§ **EXERCISE PROMPT**
In the forum thread, turn the worked solution under the line "Commented by i jagooll last updated on 29/May/20" into a short numbered list of steps that keeps its expressions and final result.

§ **PROVIDED TEXT**
Start

Question Number 96007 by 6532 last updated on 29/May/20
$$\frac{\mathrm{9x}^{\mathrm{2}} +\mathrm{4a}^{\mathrm{2}} }{\mathrm{9x}^{\mathrm{2}} −\mathrm{4a}^{\mathrm{2}} }\:+\frac{\mathrm{3x}}{\mathrm{3x}+\mathrm{2a}}\:−\frac{\mathrm{2a}}{\mathrm{2a}−\mathrm{3x}} \\ $$
Commented by i jagooll last updated on 29/May/20
$$\frac{\mathrm{9}{x}^{\mathrm{2}} +\mathrm{4}{a}^{\mathrm{2}} }{\mathrm{9}{x}^{\mathrm{2}} −\mathrm{4}{a}^{\mathrm{2}} }\:+\:\frac{\mathrm{3}{x}}{\mathrm{3}{x}+\mathrm{2}{a}}+\:\frac{\mathrm{2}{a}}{\mathrm{3}{x}−\mathrm{2}{a}}\:=\: \\ $$$$\frac{\mathrm{9}{x}^{\mathrm{2}} +\mathrm{4}{a}^{\mathrm{2}} +\mathrm{9}{x}^{\mathrm{2}} −\mathrm{6}{ax}+\mathrm{6}{ax}+\mathrm{4}{a}^{\mathrm{2}} }{\mathrm{9}{x}^{\mathrm{2}} −\mathrm{4}{a}^{\mathrm{2}} }\:= \\ $$$$\frac{\mathrm{18}{x}^{\mathrm{2}} +\mathrm{8}{a}^{\mathrm{2}} }{\mathrm{9}{x}^{\mathrm{2}} −\mathrm{4}{a}^{\mathrm{2}} }\: \\ $$

End

§ **INFORMATION SUPPLIED**

Start

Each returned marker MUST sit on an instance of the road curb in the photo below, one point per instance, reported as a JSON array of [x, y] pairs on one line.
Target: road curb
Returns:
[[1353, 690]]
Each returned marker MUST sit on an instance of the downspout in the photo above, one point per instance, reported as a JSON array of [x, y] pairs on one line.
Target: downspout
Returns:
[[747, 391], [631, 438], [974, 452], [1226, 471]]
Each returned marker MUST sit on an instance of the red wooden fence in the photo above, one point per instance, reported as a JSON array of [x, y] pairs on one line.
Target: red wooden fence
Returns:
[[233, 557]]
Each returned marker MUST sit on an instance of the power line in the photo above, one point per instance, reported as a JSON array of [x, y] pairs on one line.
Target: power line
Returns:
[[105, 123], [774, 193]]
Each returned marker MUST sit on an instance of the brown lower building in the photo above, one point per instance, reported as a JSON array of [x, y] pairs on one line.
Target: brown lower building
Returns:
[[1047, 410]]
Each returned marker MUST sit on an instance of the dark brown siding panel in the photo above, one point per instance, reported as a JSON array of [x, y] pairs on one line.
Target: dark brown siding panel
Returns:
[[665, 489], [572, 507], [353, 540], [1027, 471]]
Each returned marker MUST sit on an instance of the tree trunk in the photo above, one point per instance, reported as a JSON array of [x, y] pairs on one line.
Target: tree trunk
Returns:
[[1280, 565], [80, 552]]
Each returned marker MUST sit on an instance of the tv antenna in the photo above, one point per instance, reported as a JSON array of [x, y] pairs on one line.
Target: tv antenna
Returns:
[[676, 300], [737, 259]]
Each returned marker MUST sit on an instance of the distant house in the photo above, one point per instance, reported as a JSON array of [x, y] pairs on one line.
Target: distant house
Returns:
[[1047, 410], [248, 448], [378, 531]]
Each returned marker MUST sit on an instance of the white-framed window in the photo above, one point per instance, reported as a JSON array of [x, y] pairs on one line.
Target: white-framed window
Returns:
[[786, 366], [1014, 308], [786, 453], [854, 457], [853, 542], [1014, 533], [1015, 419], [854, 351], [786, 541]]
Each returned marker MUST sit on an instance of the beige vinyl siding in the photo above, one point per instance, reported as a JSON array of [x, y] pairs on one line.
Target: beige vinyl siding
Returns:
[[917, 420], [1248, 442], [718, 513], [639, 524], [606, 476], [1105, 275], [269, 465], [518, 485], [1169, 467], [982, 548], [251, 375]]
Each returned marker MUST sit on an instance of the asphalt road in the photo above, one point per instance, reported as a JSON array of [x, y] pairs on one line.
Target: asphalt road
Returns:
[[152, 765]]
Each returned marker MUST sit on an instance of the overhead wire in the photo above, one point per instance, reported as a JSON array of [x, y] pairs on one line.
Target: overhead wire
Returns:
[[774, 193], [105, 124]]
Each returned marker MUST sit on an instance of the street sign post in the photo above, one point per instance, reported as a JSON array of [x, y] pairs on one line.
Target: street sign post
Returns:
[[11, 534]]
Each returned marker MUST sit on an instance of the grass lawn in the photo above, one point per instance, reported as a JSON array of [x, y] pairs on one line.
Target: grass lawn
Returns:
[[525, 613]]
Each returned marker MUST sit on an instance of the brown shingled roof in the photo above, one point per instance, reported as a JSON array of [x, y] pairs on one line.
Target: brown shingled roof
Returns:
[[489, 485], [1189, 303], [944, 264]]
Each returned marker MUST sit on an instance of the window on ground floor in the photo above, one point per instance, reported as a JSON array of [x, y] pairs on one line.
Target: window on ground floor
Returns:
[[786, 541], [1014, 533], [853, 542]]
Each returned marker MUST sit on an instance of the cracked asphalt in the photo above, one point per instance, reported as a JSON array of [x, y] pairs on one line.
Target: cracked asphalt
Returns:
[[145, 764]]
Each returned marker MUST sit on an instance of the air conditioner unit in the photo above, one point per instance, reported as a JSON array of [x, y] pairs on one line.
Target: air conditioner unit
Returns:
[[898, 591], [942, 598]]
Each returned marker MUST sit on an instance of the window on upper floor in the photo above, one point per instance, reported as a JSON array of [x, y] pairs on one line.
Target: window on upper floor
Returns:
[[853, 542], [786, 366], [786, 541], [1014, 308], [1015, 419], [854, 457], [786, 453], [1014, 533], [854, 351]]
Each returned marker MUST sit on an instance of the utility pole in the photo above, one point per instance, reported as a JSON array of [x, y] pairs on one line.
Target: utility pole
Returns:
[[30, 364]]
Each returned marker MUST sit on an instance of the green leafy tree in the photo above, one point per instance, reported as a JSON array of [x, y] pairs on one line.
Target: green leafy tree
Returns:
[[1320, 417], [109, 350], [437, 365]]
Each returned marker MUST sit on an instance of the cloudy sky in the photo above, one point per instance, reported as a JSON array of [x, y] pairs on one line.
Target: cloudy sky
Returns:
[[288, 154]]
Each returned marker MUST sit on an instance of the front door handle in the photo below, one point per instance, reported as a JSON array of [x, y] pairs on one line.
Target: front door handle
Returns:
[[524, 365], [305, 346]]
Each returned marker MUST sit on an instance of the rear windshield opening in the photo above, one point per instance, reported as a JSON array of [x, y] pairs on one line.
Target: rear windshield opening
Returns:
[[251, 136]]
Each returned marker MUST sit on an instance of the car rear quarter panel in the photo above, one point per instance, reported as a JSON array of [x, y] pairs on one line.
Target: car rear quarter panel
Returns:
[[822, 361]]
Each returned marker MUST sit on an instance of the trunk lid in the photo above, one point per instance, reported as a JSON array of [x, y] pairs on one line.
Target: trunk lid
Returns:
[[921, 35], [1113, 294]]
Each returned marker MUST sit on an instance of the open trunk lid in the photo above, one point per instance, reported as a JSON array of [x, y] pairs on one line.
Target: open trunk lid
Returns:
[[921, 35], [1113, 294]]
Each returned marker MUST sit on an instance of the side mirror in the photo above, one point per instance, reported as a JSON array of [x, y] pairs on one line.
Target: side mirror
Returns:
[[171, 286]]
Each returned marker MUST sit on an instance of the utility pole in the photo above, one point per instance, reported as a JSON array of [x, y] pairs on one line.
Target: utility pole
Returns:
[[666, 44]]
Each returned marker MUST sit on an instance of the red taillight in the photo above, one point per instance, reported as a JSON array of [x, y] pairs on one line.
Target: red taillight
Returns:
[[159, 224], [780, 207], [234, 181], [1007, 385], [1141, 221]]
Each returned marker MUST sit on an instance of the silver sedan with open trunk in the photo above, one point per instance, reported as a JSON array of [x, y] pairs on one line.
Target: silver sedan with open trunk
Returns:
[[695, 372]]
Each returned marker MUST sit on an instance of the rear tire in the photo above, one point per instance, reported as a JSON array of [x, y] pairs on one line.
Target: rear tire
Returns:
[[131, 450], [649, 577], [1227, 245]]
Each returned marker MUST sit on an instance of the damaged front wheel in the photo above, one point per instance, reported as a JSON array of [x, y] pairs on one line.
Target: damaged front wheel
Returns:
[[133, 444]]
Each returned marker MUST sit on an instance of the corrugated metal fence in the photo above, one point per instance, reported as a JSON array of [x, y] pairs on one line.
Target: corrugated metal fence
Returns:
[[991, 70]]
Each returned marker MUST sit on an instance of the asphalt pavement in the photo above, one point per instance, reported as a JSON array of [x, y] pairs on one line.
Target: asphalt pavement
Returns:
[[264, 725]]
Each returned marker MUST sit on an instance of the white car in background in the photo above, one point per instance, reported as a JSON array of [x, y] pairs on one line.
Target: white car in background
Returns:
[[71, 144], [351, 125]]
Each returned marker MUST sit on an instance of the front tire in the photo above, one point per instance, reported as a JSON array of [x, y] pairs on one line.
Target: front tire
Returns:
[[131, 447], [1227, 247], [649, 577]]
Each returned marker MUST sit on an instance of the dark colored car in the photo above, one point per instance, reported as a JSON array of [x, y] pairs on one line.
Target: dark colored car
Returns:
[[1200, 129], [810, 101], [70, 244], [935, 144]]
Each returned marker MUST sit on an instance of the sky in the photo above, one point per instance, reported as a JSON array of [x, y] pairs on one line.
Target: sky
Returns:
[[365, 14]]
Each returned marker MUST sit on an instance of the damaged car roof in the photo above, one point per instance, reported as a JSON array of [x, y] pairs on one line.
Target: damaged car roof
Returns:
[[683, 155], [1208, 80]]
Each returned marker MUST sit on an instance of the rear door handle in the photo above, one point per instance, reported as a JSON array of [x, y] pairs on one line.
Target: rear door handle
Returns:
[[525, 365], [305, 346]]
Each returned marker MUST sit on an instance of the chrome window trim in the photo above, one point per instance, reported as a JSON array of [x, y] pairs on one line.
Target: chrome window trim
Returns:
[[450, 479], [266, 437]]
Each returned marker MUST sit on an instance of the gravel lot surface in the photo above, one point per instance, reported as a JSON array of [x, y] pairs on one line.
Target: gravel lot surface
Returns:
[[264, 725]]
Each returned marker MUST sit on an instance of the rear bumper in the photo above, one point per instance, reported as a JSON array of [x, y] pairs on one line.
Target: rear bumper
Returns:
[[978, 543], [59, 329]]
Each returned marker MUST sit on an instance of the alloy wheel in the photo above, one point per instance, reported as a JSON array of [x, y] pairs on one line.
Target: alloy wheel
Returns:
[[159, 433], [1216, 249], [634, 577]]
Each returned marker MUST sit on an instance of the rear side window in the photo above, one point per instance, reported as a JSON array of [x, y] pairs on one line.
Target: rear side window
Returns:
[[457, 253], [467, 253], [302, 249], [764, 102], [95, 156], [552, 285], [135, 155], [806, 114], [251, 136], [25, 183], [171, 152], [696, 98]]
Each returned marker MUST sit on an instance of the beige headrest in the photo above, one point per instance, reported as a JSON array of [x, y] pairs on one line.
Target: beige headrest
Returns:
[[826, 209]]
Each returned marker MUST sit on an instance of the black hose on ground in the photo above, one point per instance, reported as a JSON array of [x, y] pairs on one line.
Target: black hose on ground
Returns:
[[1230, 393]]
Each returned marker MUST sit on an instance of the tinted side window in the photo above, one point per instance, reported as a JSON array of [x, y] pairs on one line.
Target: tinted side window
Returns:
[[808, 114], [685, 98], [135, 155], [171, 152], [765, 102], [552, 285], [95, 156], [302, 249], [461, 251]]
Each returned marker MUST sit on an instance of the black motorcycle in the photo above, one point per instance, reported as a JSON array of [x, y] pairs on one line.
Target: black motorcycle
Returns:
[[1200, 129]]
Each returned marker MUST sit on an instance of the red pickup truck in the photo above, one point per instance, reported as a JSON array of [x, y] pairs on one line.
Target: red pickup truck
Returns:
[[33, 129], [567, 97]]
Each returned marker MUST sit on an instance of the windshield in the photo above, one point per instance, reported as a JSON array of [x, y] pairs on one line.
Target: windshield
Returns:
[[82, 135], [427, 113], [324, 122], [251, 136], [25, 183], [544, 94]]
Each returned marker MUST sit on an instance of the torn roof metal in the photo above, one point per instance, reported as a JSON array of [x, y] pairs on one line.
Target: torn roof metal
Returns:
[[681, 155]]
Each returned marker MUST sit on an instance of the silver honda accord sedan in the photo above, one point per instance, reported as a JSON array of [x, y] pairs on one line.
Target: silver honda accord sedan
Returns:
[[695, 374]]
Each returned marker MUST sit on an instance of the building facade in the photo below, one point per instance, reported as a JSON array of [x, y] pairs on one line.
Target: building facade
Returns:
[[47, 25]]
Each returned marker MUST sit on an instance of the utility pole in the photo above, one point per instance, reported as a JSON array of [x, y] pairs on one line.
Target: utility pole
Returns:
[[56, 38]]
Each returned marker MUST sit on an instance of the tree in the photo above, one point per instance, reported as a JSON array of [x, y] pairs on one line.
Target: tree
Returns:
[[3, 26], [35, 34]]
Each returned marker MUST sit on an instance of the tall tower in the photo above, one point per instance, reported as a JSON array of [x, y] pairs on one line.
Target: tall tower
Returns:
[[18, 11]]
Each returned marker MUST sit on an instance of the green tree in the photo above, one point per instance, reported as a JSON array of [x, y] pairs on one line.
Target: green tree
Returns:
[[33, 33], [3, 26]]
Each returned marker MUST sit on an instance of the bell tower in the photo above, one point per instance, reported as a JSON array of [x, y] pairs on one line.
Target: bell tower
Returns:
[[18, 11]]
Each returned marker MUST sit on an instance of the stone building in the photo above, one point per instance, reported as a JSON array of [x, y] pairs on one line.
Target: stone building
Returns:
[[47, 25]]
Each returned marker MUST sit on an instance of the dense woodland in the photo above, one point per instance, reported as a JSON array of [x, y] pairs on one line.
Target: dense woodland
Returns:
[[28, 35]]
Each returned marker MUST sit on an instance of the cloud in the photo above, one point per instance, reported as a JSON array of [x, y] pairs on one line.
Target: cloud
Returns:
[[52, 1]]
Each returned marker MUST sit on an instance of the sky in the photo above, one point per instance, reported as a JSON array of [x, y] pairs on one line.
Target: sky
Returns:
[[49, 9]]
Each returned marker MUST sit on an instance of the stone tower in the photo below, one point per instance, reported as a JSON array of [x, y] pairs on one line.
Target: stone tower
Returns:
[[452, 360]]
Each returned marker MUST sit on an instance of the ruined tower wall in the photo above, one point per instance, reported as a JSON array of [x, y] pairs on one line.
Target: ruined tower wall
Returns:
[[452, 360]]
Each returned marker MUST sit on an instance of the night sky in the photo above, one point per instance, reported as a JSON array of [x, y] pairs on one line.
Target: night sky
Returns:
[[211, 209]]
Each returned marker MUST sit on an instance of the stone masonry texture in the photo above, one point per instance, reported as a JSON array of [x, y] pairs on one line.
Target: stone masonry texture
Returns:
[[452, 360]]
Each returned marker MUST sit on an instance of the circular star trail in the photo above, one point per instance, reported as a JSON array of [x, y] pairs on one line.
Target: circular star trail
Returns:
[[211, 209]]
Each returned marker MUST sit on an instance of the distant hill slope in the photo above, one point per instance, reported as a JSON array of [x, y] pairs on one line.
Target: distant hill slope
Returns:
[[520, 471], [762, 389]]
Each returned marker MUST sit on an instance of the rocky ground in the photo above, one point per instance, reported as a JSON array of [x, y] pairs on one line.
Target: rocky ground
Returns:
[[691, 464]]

End

§ **RESPONSE**
1. Write the sum as (9x² + 4a²)/(9x² − 4a²) + 3x/(3x + 2a) + 2a/(3x − 2a).
2. Combine everything over the denominator 9x² − 4a², which gives the numerator 9x² + 4a² + 9x² − 6ax + 6ax + 4a².
3. Simplify to get (18x² + 8a²)/(9x² − 4a²).